## What to work on
Pictures don't belong in the copy; print all the records exactly.

Start Excerpted records

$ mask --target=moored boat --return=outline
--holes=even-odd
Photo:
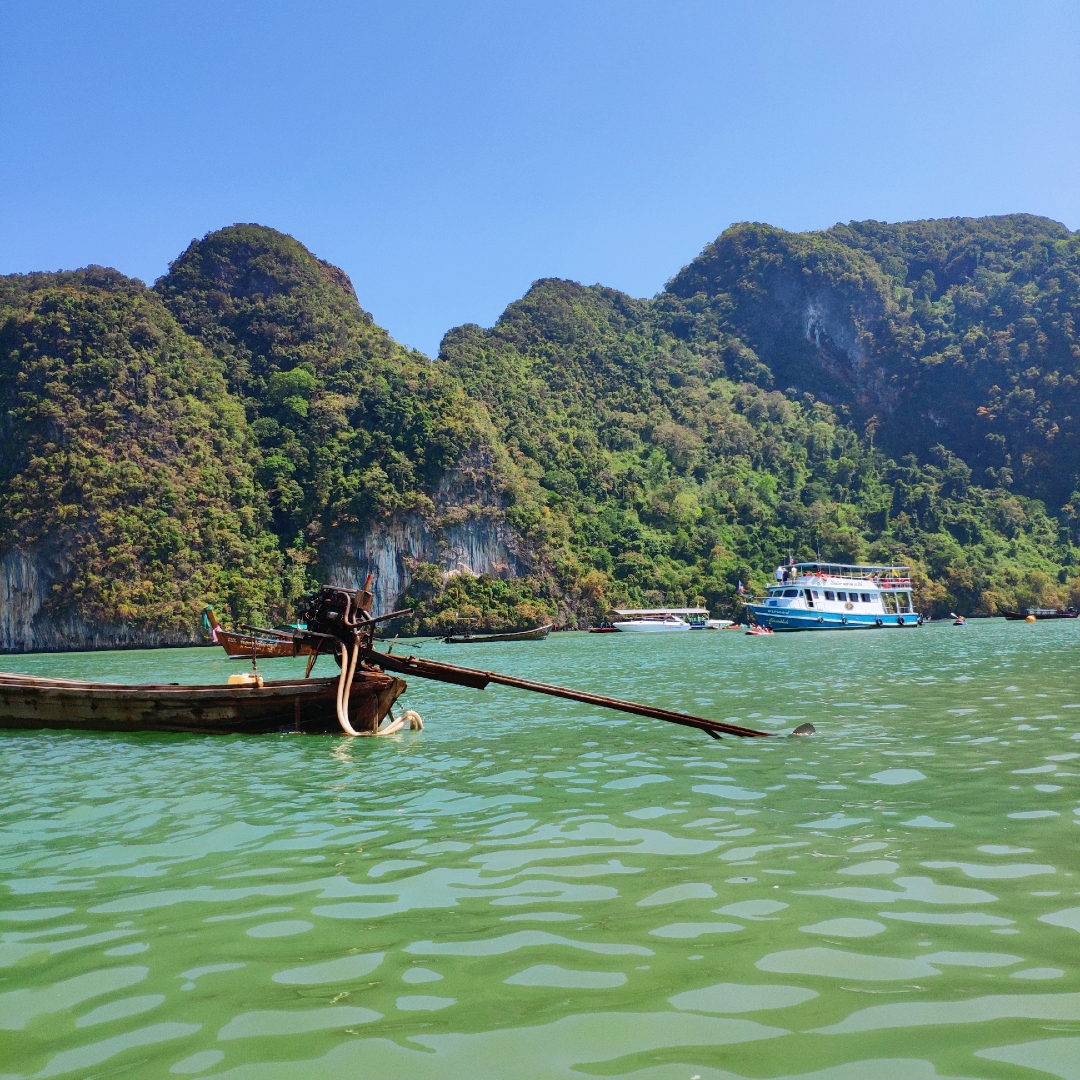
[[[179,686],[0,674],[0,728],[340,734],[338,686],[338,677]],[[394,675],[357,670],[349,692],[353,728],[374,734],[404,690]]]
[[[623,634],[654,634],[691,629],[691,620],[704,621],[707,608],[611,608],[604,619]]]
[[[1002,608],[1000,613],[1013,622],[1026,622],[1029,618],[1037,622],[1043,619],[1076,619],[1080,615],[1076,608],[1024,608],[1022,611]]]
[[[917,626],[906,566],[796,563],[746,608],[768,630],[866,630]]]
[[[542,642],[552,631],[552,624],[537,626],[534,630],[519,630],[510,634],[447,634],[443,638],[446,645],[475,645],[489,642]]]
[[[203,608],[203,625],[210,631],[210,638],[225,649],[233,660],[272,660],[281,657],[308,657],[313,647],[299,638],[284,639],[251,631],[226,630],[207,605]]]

End Excerpted records

## Exercise answer
$ mask --target=moored boat --return=outline
--holes=even-odd
Photo:
[[[179,686],[0,674],[0,728],[340,734],[338,686],[338,677]],[[394,675],[357,670],[349,692],[353,728],[374,734],[404,690]]]
[[[623,634],[654,634],[691,629],[691,620],[704,621],[707,608],[611,608],[604,619]]]
[[[1002,608],[1000,613],[1013,622],[1026,622],[1029,618],[1037,622],[1043,619],[1076,619],[1080,615],[1076,608],[1024,608],[1022,611]]]
[[[917,626],[906,566],[796,563],[746,608],[768,630],[866,630]]]
[[[542,642],[552,631],[552,624],[537,626],[534,630],[519,630],[510,634],[447,634],[443,638],[446,645],[475,645],[489,642]]]
[[[203,608],[203,625],[210,631],[210,638],[225,649],[233,660],[272,660],[281,657],[308,657],[313,647],[299,638],[284,639],[251,631],[226,630],[207,605]]]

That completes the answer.